- **THE PROBLEM**:
Produce a word-for-word copy of the data that follows, excluding images.

____________________

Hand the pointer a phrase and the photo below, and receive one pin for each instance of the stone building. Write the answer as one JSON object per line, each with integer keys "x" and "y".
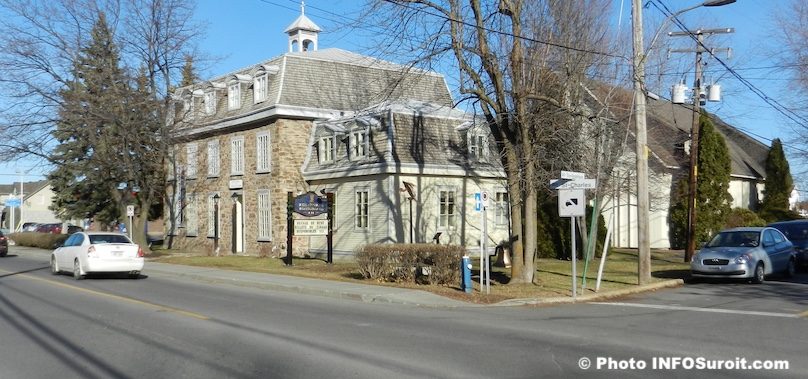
{"x": 331, "y": 120}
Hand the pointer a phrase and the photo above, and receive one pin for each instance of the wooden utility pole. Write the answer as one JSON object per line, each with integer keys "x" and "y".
{"x": 694, "y": 132}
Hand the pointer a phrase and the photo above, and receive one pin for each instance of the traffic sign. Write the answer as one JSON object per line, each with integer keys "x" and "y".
{"x": 570, "y": 184}
{"x": 571, "y": 203}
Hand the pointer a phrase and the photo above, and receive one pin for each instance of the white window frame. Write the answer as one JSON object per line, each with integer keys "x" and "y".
{"x": 502, "y": 209}
{"x": 191, "y": 216}
{"x": 214, "y": 158}
{"x": 191, "y": 156}
{"x": 359, "y": 144}
{"x": 478, "y": 146}
{"x": 326, "y": 149}
{"x": 237, "y": 155}
{"x": 210, "y": 102}
{"x": 234, "y": 95}
{"x": 264, "y": 208}
{"x": 263, "y": 152}
{"x": 212, "y": 216}
{"x": 447, "y": 208}
{"x": 260, "y": 88}
{"x": 362, "y": 209}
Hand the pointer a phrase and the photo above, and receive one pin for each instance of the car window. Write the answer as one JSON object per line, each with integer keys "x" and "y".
{"x": 70, "y": 241}
{"x": 768, "y": 238}
{"x": 108, "y": 238}
{"x": 778, "y": 237}
{"x": 735, "y": 239}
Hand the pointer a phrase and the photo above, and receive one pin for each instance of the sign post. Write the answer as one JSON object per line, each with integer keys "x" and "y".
{"x": 130, "y": 212}
{"x": 572, "y": 203}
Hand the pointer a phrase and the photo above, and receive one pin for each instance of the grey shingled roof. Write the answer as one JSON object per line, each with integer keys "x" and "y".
{"x": 423, "y": 134}
{"x": 669, "y": 128}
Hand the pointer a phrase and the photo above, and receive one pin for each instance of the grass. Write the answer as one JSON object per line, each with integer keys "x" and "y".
{"x": 553, "y": 277}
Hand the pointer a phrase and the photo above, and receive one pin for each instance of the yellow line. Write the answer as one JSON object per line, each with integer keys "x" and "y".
{"x": 117, "y": 297}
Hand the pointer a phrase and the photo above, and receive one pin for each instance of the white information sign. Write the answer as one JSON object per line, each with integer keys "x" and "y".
{"x": 571, "y": 203}
{"x": 317, "y": 227}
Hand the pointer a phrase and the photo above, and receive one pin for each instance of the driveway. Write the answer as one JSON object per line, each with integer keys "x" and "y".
{"x": 777, "y": 297}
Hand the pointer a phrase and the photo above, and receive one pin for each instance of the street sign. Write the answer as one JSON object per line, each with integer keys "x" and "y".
{"x": 569, "y": 184}
{"x": 571, "y": 203}
{"x": 318, "y": 227}
{"x": 572, "y": 175}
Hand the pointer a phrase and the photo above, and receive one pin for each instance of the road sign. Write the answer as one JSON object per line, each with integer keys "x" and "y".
{"x": 572, "y": 175}
{"x": 570, "y": 184}
{"x": 571, "y": 203}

____________________

- **ANSWER SPACE**:
Hand the pointer a phrase and the photo below, and receive one pin for each instance of the stone building. Write the answer as one JSON object per line, each with integer keys "x" and "y".
{"x": 331, "y": 120}
Hand the pointer a phrase and the photo above, and receive one pin for each instance of the wooden utility pole. Write the answer as one JSON object per line, each with integer keys "x" and "y".
{"x": 694, "y": 132}
Hand the pointer a phrase and the photo above, and receive one pin for each instance of the traffic sign. Write the answer as one JSON object per line, each with integer keys "x" and "y".
{"x": 570, "y": 184}
{"x": 571, "y": 203}
Hand the pointer a phrase and the photo above, and receive one pin for each instance of the white window frame. Write the answer as one JSON object per line, each with integer keys "x" and "y".
{"x": 502, "y": 209}
{"x": 191, "y": 216}
{"x": 214, "y": 158}
{"x": 191, "y": 156}
{"x": 359, "y": 144}
{"x": 478, "y": 146}
{"x": 326, "y": 149}
{"x": 237, "y": 155}
{"x": 210, "y": 102}
{"x": 234, "y": 95}
{"x": 264, "y": 208}
{"x": 263, "y": 152}
{"x": 212, "y": 216}
{"x": 447, "y": 208}
{"x": 260, "y": 88}
{"x": 362, "y": 209}
Hand the pointer a phrase and the photo above, and receive one pin for each instance of the car window. Write the answer as one JSON object per line, each with integer keys "x" and "y".
{"x": 70, "y": 241}
{"x": 768, "y": 238}
{"x": 108, "y": 238}
{"x": 778, "y": 237}
{"x": 735, "y": 239}
Hand the pointer a phrase and the photo above, and receive one pin for each instance of the sign post. Write the answer as one JSON object per line, each with integer keys "x" and "y".
{"x": 130, "y": 212}
{"x": 572, "y": 203}
Hand the pointer a phrase and the photo above, and receive one pin for each instance of the grey shingled roof. Write the answer as one JSON object per line, each with integer keys "x" and "y".
{"x": 423, "y": 134}
{"x": 669, "y": 128}
Hand the pointer a phrase and the photo above, and receive one pin for each instance of the grass. Write the answer as one JSON object per line, each with integer keys "x" and "y".
{"x": 553, "y": 277}
Hand the pointer a phrase and the photo above, and receive one pin for each instance of the yellow line. Write the answer as one JSON object per line, each with integer keys "x" and "y".
{"x": 117, "y": 297}
Hand the pointer a phrase and the photo above, and receive one pin for each instance of the white information sign. Write the answer as one JSON object per line, each with integer keys "x" and "y".
{"x": 571, "y": 203}
{"x": 317, "y": 227}
Hand the pointer a phrase and the photo above, and receive one pin for each instance of the driveway. Write the answer as one JSON object per line, each with integer keys "x" and "y".
{"x": 777, "y": 297}
Hand the pointer a phrase and the photo above, and receive one pin for each instance of the street sign. Write the answer as one JSON object per line, each with integer keys "x" and "y".
{"x": 569, "y": 184}
{"x": 571, "y": 203}
{"x": 318, "y": 227}
{"x": 572, "y": 175}
Hand the pointer a phrase and the photo above, and receive one pin for each instance of the road sign. Write the answer as one JSON object per line, each with integer keys "x" and "y".
{"x": 572, "y": 175}
{"x": 570, "y": 184}
{"x": 571, "y": 203}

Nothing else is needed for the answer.